§ Job
Print the part of the data that opens with the line containing "like [(54, 140)]." and closes with the line containing "[(111, 22), (232, 3)]", copying both of those lines and everything between them without any changes.
####
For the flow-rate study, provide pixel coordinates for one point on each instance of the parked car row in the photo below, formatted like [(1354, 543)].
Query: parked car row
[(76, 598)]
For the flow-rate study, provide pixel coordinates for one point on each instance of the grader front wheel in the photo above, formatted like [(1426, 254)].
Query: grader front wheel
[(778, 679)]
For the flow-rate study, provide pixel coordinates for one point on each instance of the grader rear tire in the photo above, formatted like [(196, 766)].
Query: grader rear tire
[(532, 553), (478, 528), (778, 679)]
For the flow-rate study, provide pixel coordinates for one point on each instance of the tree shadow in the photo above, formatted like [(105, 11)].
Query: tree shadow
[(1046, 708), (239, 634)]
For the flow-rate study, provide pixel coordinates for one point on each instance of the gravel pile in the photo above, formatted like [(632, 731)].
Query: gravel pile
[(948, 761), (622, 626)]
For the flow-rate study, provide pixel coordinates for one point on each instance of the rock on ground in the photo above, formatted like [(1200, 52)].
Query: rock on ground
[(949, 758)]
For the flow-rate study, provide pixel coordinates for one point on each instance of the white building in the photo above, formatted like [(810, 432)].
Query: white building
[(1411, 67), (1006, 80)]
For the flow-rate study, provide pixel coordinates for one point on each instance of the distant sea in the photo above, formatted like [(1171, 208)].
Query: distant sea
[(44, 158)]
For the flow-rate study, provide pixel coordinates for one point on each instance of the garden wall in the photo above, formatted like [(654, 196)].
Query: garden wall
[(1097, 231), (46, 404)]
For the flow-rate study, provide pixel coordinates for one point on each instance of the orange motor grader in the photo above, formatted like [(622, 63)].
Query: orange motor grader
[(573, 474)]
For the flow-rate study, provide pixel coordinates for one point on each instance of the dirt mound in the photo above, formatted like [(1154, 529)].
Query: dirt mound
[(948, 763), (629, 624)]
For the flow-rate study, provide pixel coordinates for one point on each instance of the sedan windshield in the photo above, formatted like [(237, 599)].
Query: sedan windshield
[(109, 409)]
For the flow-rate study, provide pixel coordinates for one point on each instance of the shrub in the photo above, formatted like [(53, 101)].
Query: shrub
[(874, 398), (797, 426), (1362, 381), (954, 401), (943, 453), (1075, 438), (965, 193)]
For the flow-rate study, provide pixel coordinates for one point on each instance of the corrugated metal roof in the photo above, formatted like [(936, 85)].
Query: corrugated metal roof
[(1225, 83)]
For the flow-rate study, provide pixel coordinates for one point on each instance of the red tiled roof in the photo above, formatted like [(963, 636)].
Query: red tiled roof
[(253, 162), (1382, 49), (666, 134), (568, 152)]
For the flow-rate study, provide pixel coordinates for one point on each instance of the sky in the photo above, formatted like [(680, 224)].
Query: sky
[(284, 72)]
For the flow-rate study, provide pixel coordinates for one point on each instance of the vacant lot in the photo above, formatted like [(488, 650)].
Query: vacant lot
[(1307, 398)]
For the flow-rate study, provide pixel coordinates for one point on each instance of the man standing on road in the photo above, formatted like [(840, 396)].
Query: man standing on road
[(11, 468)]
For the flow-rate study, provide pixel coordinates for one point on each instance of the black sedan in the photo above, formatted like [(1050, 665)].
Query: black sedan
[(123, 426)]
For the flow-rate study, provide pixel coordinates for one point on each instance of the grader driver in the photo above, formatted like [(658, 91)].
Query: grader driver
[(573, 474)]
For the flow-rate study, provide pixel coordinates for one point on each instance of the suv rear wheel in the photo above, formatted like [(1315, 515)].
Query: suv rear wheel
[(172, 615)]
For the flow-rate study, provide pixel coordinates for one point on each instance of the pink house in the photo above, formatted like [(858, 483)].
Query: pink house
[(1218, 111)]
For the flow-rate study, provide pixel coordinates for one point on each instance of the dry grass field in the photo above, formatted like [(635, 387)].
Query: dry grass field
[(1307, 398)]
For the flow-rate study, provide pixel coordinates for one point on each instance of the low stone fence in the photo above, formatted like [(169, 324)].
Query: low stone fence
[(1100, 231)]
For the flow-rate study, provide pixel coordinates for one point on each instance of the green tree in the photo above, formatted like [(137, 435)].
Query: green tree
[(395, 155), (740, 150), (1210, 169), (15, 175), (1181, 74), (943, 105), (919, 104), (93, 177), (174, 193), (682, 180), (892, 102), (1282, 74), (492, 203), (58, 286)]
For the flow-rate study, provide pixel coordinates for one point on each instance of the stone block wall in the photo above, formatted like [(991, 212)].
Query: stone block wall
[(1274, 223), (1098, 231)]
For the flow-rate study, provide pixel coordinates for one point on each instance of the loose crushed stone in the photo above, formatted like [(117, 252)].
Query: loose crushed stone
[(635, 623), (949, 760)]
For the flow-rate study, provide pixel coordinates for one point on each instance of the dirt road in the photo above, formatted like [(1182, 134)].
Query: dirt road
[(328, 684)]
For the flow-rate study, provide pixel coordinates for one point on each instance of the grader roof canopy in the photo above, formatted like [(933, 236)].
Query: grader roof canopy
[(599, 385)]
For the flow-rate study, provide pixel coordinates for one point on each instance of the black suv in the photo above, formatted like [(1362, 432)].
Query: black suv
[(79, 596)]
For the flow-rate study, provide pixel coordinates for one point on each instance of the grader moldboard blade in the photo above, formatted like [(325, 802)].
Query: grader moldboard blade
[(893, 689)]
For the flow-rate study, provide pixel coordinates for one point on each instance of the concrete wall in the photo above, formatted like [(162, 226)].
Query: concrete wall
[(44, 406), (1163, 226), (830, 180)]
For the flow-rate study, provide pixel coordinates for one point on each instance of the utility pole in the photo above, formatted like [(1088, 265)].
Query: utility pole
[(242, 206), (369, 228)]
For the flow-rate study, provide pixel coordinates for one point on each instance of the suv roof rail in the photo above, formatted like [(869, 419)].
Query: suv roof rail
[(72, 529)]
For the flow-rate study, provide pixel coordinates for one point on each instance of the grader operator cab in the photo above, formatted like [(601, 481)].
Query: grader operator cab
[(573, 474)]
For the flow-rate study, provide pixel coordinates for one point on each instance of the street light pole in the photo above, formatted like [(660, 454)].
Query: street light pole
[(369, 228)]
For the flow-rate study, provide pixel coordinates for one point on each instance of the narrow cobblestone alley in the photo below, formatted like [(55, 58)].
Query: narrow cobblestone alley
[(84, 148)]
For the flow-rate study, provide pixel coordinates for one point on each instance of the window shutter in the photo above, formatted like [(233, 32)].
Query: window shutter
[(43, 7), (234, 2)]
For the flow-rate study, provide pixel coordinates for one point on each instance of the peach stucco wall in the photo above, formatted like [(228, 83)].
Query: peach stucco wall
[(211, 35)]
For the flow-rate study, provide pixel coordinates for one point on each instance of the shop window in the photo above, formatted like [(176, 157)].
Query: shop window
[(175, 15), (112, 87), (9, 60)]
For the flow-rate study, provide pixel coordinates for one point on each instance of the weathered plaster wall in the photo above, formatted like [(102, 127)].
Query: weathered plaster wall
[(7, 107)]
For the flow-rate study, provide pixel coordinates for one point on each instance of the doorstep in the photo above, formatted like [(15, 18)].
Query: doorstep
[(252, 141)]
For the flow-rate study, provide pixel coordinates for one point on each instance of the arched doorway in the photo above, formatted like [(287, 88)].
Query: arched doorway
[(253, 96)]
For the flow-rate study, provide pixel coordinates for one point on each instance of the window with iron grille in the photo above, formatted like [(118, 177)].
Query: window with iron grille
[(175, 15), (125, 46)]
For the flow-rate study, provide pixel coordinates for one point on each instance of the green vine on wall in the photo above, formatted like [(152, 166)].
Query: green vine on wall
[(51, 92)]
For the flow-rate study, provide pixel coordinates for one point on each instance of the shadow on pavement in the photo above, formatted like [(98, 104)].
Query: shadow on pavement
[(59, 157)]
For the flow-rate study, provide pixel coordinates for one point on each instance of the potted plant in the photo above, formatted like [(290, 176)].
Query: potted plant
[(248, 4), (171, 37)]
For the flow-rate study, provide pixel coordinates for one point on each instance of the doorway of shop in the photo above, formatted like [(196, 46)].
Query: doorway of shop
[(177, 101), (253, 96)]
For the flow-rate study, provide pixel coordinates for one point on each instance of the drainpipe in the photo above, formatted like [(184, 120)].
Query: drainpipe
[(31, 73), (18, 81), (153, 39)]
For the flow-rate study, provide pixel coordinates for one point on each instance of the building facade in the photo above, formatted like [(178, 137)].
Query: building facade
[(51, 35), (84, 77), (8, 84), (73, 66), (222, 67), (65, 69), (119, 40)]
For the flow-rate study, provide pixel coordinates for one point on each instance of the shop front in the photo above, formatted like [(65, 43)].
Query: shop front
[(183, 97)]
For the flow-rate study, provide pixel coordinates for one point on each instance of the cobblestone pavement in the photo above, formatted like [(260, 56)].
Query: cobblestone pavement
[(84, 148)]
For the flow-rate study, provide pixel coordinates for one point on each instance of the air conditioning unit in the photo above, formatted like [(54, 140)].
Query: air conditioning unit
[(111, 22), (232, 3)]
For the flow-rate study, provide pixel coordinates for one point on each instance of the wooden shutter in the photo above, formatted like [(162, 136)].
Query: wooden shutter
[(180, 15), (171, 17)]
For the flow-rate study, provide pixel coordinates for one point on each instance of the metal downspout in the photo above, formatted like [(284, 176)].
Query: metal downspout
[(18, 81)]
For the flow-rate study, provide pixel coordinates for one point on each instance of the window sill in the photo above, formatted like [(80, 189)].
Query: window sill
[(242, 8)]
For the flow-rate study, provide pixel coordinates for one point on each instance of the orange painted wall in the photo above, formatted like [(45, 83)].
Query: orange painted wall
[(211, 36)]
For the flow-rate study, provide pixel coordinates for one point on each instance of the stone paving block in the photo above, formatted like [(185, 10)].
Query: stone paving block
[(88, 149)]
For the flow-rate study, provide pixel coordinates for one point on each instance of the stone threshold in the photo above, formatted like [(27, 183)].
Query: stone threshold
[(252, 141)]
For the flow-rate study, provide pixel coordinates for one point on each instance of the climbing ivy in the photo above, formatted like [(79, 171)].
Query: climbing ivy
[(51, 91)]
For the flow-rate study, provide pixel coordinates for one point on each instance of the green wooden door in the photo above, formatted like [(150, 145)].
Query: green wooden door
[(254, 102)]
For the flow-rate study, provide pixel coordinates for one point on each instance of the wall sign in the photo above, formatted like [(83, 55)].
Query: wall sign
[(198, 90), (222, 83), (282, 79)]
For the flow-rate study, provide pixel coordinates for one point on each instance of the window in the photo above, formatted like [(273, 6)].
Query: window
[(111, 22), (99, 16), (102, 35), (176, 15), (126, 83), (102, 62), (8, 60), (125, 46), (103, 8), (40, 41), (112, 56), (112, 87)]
####
§ Output of the exercise
For the flow-rate study, provide pixel coordinates for one point on each instance of the air conditioning unit in the photo above, formatted like [(54, 140)].
Query: air conditioning unit
[(111, 22), (232, 3)]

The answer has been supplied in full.